■ Richiesta A
Riporta tali e quali le righe fornite più sotto, dalla prima fino a quella che contiene "<point>388,246</point>", entrambe incluse.

■ Blocco di testo
La vicesindaco dovrebbe saperlo, e invece non lo dice: tutte le principali mostre in tutta Italia si avvalgono del sostegno del pubblico (dal Ministero per i Beni Culturali ai vari enti locali, Regioni e Comuni interessati) e poi di numerosissimi sponsor privati, suddivisi in main sponsor e sponsor di secondo livello. E tutte queste risorse, insieme alla bigliettazione, che è quindi solo una parte delle entrate, contribuiscono al bilancio dell’evento.
Come mai, invece, a Chiavari si vuole ‘statalizzare’ tutto, inseguendo un modello vetusto e lasciando tutto nelle mani della Soprintendenza? Quali accordi sono stati presi nelle stanze chiuse? Erano contropartite rispetto ad altro? Questo chiedono i cittadini: partecipazione e soprattutto trasparenza.
Riprendendo il discorso della vicesindaco, i musei più in difficoltà quali sono? Quelli dove il concorso è esclusivamente statale e con le poche risorse degli enti locali. Non certo quei poli culturali gestiti da fondazioni dove partecipano sia il pubblico che il privato, che sono invece tra le realtà più floride. Tant’è, a Chiavari si vuol prendere a tutti i costi la prima direzione, e poi avere l’ardire di parlare di rilancio, di indotto e di turismo destagionalizzato con una proposta culturale ultralocale e, con tutto il rispetto per la storia della città, ultramodesta.
Che cosa dovrebbe contenere il Palazzo della Cittadella? La vicesindaco nel suo intervento lo ha illustrato: “Punto forte sarà l’allestimento in chiave moderna e interattiva del nuovo Museo Archeologico, che finalmente potrà essere ampliato in tutta la sua ricchezza di reperti soprattutto grazie alla ricostruzione della Necropoli, la più antica e singolare testimonianza archeologica del popolo pre-romano dei Liguri individuata in tutta la regione. Di per sé il nuovo Museo Archeologico sarà in grado di attrarre grandi numeri di visitatori creando così un volano economico di cui anche la popolazione residente potrà beneficiare. Inoltre, verrà inserito nel contesto del più ampio Museo della Città, anch’esso moderno e accattivante per il visitatore: un museo new generation con realtà aumentata e video interattivi, che porterà in un unico luogo tutto l’enorme patrimonio di testimonianze storico-archeologiche della nostra città. Il polo museale sarà sicuramente l’occasione per contribuire alla destagionalizzazione del turismo per Chiavari, incrementare le ricadute culturali e le opportunità occupazionali ed economiche”.

■ Righe fornite
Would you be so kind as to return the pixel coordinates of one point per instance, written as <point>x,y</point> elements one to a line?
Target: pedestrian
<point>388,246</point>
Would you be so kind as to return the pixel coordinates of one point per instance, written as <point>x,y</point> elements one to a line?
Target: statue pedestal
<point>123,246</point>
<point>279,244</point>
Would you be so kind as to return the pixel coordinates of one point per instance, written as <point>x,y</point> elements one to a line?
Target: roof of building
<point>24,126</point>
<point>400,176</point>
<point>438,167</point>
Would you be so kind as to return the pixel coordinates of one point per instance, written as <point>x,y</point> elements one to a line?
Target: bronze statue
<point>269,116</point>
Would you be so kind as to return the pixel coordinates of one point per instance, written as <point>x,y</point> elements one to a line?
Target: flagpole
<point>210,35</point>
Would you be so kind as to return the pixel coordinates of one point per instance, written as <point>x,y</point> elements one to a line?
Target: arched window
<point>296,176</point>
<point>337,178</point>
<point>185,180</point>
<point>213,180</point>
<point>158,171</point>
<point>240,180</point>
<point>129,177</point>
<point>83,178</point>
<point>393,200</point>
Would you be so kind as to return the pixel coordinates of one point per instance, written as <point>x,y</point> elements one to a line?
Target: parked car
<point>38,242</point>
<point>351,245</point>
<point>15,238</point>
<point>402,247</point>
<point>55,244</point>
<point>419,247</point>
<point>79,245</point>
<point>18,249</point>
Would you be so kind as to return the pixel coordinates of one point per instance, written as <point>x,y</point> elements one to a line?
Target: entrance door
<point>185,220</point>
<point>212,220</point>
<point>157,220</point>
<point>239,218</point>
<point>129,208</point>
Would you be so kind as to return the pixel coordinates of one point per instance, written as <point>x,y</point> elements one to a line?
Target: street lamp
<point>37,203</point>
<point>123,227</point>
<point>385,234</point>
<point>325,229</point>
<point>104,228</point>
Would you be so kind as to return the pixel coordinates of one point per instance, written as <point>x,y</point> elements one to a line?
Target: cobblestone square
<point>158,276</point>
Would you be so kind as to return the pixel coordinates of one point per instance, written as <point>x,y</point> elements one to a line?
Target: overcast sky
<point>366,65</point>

■ Richiesta B
Secondo il blocco di testo, grazie alla ricostruzione di che cosa potrà essere ampliato il nuovo Museo Archeologico?

■ Output atteso A
Would you be so kind as to return the pixel coordinates of one point per instance, written as <point>x,y</point> elements one to a line?
Target: pedestrian
<point>388,246</point>

■ Output atteso B
Della Necropoli, la più antica e singolare testimonianza archeologica del popolo pre-romano dei Liguri individuata in tutta la regione.